=== Supplied data ===

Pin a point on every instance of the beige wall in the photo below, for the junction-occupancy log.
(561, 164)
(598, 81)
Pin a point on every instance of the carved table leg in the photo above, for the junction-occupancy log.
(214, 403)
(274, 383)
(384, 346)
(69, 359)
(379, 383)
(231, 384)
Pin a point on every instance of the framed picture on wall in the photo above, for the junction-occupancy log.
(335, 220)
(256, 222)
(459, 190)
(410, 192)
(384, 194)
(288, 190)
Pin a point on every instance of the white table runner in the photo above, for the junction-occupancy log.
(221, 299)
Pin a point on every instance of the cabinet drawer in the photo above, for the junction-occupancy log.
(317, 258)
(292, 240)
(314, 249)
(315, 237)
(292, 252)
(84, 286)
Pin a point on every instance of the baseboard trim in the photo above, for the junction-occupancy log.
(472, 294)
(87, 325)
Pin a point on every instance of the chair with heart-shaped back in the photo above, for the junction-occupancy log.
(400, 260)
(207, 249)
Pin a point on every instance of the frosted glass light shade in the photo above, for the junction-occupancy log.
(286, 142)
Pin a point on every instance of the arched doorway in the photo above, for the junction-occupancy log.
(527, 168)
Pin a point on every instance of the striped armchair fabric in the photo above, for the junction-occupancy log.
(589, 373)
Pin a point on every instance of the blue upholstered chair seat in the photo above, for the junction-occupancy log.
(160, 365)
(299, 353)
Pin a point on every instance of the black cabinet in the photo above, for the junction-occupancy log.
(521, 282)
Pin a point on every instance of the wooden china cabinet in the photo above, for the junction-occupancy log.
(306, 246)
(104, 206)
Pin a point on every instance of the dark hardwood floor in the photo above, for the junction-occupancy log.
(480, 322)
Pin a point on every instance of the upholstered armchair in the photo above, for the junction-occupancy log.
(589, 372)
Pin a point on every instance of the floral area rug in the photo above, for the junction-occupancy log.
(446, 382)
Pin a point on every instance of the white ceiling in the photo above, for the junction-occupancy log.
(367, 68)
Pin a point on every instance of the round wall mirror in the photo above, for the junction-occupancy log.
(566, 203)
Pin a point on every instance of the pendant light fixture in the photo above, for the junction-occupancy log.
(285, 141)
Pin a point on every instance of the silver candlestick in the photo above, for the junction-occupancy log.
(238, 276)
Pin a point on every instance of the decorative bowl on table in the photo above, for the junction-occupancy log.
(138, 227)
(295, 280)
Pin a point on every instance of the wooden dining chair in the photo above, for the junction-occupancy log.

===

- **What to produce**:
Can you recast the listing from the line containing "Pin a point on every instance of the floral" through its last line as a JSON list of strings, one string per line, with blank lines omitted?

- **Result of this task**:
[
  "Pin a point on every instance of the floral area rug in the photo above, for the junction-occupancy log.",
  "(446, 382)",
  "Pin a point on every instance of the white ceiling in the photo above, for the junction-occupancy log.",
  "(367, 68)",
  "Pin a point on every instance of the round wall mirror in the photo above, for the junction-occupancy log.",
  "(566, 203)",
  "Pin a point on every instance of the pendant light fixture in the photo above, for the junction-occupancy log.",
  "(285, 141)",
  "Pin a point on every instance of the silver candlestick in the photo above, for the junction-occupancy log.",
  "(238, 276)",
  "Pin a point on every instance of the decorative bowl on table in the photo above, for the junction-occupancy log.",
  "(138, 227)",
  "(295, 280)",
  "Pin a point on every instance of the wooden dining chair in the photo above, for the junction-occupancy log."
]